→ Exercise inputs
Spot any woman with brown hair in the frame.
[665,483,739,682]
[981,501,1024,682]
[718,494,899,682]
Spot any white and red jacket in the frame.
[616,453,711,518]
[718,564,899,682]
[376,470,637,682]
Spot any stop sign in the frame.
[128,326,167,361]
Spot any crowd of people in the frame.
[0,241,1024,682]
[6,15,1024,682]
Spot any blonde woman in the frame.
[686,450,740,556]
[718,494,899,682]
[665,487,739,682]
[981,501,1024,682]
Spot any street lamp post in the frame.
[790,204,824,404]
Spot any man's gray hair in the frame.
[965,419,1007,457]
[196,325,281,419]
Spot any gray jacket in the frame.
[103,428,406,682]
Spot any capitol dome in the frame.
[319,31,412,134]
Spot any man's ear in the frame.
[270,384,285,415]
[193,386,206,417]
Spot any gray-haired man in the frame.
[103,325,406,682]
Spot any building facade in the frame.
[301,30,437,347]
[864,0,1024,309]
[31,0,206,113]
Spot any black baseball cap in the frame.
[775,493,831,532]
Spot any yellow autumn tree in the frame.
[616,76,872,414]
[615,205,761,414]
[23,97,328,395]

--

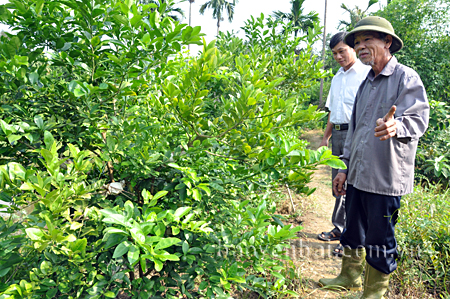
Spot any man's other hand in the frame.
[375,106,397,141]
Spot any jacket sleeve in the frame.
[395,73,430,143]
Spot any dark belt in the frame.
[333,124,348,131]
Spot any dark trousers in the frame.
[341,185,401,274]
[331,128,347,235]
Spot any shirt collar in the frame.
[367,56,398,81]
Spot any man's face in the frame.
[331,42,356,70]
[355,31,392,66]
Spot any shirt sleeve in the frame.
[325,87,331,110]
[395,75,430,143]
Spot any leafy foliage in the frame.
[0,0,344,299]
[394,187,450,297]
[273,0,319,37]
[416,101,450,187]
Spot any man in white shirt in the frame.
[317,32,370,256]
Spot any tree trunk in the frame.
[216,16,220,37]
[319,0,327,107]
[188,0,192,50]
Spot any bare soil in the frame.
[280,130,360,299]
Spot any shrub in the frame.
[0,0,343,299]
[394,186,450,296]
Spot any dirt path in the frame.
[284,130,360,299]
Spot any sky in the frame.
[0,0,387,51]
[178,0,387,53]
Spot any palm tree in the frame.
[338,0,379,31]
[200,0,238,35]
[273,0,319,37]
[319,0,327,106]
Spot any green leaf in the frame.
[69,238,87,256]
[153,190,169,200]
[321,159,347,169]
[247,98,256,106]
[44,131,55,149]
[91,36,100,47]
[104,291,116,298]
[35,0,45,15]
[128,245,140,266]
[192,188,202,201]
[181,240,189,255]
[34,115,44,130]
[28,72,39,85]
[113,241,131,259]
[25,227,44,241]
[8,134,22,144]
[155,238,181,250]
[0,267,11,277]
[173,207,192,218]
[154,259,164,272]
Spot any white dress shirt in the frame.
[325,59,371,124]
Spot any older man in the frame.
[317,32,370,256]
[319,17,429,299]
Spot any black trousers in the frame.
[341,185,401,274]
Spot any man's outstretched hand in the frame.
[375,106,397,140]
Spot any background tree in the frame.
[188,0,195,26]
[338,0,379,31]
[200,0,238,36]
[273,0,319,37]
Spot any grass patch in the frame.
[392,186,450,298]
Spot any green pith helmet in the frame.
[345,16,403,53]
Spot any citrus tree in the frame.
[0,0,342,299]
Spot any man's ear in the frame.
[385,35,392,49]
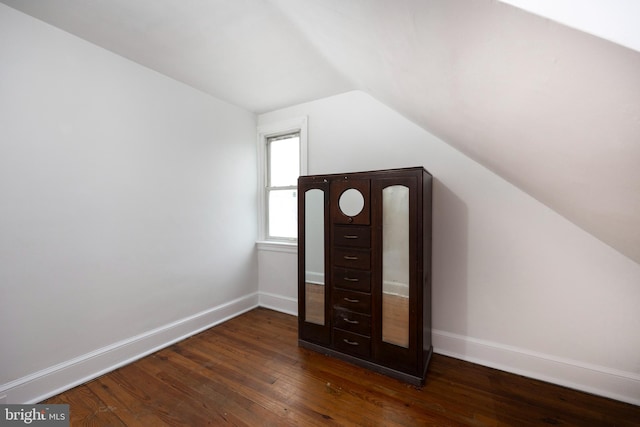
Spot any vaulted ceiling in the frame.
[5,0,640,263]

→ Your goal
Copy out the lines above word for word, starting with the line that contains "Spot any man's gray hair in the frame." and ending with the line that contains "[775,493,831,532]", both included.

→ Reply to the task
Spot any man's gray hair in the frame.
[965,419,1007,457]
[196,325,281,419]
Spot any gray jacket in the frame.
[103,428,406,682]
Spot any capitol dome in the frame.
[319,31,412,134]
Spot any man's ear in the frame.
[270,384,285,415]
[193,386,206,417]
Spot any gray-haired man in the frame.
[103,325,406,682]
Spot any building facade in the frame.
[301,30,437,347]
[864,0,1024,309]
[31,0,206,113]
Spot any black baseball cap in the frame.
[775,493,831,532]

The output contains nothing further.